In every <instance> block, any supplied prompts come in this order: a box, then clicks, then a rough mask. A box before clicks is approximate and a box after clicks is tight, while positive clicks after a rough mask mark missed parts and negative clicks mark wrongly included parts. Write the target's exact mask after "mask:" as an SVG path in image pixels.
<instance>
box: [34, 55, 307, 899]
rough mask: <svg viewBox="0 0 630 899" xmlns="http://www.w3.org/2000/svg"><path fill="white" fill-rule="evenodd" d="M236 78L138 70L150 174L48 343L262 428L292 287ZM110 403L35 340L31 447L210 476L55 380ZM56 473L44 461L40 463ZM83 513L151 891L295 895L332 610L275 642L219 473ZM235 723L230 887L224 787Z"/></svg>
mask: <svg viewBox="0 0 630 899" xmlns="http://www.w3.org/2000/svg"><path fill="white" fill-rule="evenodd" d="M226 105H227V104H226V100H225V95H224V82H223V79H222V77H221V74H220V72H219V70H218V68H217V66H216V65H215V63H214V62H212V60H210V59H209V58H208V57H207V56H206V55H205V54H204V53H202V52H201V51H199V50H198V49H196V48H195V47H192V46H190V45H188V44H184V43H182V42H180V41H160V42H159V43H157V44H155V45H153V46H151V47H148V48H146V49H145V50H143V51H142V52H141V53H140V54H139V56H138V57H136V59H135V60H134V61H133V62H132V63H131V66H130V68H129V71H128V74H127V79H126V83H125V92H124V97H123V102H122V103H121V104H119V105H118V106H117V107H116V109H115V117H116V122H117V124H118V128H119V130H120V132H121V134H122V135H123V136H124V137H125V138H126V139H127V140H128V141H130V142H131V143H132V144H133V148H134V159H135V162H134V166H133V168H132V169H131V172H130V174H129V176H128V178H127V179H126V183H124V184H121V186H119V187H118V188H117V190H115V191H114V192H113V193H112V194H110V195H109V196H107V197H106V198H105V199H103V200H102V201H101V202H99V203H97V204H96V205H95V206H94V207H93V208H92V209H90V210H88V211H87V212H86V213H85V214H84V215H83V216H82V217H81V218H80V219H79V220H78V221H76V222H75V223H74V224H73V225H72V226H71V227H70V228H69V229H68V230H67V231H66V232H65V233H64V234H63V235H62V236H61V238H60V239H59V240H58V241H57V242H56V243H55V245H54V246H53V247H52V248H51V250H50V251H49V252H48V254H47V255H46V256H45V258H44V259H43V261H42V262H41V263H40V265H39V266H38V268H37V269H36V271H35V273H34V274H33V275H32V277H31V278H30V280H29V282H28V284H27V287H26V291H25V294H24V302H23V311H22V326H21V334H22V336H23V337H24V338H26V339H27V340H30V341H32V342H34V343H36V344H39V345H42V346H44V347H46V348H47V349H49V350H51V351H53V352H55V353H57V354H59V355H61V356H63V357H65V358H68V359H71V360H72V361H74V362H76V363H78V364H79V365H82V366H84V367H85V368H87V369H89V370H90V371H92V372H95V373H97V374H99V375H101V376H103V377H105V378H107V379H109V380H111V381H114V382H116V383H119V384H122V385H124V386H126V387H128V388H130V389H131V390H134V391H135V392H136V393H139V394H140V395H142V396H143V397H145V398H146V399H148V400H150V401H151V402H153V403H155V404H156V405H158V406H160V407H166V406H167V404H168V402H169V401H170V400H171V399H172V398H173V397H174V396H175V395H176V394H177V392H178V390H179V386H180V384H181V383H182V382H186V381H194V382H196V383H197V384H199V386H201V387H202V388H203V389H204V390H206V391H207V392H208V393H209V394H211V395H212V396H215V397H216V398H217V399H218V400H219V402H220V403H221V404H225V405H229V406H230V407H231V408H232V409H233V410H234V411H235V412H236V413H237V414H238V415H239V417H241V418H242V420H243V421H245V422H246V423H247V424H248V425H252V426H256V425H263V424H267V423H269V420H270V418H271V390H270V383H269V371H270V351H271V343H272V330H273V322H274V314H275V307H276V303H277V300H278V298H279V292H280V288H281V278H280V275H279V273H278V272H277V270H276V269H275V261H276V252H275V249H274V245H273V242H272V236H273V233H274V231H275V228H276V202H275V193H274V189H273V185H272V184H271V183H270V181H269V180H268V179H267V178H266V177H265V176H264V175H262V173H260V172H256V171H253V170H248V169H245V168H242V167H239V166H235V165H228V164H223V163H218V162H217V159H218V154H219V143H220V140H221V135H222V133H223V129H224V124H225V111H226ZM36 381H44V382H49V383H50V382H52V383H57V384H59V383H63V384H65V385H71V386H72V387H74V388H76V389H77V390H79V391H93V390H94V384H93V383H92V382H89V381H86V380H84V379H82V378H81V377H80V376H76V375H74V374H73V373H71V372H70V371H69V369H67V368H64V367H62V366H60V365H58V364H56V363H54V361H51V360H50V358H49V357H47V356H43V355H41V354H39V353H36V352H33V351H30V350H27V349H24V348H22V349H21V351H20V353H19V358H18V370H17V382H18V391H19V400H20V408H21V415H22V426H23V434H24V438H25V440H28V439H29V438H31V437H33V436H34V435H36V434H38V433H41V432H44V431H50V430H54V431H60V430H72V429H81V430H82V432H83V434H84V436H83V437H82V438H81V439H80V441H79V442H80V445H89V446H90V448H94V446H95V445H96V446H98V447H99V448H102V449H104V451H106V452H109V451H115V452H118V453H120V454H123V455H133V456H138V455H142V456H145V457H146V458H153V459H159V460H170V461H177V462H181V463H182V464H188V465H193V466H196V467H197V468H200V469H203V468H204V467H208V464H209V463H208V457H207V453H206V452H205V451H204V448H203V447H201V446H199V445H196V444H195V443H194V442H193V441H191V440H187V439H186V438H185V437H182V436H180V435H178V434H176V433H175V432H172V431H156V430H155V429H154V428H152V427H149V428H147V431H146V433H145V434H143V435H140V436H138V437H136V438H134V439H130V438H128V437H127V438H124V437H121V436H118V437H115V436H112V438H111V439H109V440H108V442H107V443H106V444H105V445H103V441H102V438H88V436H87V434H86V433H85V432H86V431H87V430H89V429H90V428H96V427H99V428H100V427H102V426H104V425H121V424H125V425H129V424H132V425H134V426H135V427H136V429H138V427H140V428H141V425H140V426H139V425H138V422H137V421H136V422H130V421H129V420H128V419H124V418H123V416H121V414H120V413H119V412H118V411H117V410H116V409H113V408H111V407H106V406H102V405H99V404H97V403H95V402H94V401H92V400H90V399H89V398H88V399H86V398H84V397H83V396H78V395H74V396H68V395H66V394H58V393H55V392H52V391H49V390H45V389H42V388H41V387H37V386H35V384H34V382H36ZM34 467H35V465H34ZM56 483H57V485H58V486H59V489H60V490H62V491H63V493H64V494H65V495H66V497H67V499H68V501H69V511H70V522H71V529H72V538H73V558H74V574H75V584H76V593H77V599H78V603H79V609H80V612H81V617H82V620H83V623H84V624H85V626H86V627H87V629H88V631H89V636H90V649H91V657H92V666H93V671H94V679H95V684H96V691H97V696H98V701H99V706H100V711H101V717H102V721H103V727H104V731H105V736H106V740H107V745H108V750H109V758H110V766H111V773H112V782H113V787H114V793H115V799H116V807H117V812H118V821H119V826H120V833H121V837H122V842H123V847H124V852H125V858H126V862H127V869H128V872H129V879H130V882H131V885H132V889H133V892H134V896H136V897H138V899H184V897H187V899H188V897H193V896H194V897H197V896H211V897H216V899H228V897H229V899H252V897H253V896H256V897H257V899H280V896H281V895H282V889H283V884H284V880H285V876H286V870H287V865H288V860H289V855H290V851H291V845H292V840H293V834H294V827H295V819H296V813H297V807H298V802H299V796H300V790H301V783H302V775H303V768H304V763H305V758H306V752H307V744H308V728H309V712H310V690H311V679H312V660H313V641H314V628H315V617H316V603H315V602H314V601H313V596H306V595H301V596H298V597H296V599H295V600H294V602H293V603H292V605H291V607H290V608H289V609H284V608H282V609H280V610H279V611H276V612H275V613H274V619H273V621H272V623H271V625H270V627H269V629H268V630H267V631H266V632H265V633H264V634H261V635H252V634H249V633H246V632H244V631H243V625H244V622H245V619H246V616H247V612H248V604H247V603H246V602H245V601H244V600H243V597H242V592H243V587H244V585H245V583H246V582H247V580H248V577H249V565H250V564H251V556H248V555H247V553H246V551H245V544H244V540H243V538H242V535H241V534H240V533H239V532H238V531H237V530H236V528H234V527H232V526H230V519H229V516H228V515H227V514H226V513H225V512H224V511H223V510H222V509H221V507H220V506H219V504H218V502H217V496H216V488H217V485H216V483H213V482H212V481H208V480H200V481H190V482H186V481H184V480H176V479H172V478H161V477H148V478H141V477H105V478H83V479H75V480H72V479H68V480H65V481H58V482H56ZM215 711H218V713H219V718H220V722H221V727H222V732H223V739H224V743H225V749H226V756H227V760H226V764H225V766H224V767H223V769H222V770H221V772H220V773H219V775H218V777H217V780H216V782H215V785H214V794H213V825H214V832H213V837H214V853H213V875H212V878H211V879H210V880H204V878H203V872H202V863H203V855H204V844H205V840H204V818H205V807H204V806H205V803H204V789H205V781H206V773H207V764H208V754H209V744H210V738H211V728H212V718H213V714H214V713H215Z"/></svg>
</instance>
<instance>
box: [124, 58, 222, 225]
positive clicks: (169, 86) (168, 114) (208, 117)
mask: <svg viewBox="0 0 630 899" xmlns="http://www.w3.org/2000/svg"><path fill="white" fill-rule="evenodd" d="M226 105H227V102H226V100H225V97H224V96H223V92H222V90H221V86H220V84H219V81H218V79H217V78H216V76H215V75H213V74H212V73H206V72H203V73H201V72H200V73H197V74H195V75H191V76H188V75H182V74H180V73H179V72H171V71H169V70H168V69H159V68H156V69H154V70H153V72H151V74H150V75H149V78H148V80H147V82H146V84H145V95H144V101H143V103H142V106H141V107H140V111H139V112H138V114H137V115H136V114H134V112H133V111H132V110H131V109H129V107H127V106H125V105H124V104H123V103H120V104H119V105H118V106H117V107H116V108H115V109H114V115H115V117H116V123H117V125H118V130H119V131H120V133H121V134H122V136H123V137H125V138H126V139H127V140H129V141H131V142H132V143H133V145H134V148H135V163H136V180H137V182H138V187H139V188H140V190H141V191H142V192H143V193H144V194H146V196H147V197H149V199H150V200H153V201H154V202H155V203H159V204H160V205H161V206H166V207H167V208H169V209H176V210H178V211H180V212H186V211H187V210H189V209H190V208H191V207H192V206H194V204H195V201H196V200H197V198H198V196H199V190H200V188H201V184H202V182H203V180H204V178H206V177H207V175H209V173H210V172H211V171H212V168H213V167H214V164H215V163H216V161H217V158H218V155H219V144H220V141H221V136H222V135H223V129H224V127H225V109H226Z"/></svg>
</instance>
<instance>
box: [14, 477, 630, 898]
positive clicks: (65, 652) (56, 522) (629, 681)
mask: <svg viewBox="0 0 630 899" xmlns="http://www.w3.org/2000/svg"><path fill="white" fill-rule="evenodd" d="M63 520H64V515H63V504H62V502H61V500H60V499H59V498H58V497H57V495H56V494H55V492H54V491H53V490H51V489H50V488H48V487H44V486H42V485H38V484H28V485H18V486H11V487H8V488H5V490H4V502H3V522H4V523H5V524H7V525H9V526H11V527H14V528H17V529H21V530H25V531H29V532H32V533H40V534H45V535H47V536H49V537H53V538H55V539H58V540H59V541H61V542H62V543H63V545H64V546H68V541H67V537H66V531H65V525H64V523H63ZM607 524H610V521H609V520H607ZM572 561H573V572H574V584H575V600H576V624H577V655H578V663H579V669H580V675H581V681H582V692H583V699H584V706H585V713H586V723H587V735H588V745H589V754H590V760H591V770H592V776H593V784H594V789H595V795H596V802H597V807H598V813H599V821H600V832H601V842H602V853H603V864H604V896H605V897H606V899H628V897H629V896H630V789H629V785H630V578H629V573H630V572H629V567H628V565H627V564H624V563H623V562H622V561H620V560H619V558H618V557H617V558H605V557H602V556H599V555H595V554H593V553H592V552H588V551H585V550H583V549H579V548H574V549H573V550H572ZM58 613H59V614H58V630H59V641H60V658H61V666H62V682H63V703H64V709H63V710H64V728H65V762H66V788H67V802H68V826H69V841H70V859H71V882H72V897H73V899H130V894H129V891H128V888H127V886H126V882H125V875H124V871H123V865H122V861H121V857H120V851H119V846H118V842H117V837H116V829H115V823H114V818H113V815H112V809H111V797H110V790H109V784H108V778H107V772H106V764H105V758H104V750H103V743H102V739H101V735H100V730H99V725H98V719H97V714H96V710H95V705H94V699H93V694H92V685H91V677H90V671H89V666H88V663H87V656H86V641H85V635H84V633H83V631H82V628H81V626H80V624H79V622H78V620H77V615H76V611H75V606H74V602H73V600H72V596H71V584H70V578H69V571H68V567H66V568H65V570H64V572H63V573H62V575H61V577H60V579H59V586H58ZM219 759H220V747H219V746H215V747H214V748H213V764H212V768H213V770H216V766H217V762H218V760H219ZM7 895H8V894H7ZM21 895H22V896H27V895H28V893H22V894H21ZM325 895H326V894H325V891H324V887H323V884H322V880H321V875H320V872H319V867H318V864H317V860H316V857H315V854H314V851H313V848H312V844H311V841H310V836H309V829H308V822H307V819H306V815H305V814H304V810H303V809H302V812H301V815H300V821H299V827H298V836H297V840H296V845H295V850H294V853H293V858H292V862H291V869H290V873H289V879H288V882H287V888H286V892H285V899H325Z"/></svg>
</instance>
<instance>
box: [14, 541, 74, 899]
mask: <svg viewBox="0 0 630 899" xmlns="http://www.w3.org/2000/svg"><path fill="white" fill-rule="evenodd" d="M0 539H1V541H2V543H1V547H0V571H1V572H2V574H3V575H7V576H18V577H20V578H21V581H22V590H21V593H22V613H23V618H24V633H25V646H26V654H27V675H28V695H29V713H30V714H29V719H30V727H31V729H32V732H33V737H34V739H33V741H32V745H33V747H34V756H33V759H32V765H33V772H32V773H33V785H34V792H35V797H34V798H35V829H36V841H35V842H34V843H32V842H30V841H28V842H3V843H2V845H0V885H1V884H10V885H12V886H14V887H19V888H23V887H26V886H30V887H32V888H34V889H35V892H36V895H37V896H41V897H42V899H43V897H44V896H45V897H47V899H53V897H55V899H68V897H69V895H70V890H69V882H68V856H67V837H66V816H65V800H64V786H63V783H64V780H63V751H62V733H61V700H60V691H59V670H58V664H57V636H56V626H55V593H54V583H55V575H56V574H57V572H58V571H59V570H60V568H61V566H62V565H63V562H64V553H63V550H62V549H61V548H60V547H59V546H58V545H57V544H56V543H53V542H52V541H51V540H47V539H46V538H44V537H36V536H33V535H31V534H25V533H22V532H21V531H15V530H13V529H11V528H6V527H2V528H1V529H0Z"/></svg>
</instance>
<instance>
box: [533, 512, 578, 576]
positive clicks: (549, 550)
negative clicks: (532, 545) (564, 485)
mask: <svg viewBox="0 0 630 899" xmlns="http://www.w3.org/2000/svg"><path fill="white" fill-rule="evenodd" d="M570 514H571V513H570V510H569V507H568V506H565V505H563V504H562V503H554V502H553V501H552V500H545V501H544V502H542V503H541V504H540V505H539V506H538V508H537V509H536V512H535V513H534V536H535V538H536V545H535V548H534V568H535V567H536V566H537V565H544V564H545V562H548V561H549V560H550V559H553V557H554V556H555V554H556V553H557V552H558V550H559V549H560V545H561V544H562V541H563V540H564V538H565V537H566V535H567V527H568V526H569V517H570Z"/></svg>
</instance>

------------------------------------------------------------

HOW TO COMPLETE THIS TASK:
Quote only the stretch of lines that starts the data above and ends with the line containing "box: [34, 55, 307, 899]", both included.

ANSWER TO THE PROBLEM:
In every <instance> block, any supplied prompts come in this order: a box, then clicks, then a rough mask. A box before clicks is approximate and a box after clicks is tight, while positive clicks after a rough mask mark missed parts and negative clicks mark wrongly included parts. Write the target's exact mask after "mask:" as an SVG path in image pixels.
<instance>
box: [34, 55, 307, 899]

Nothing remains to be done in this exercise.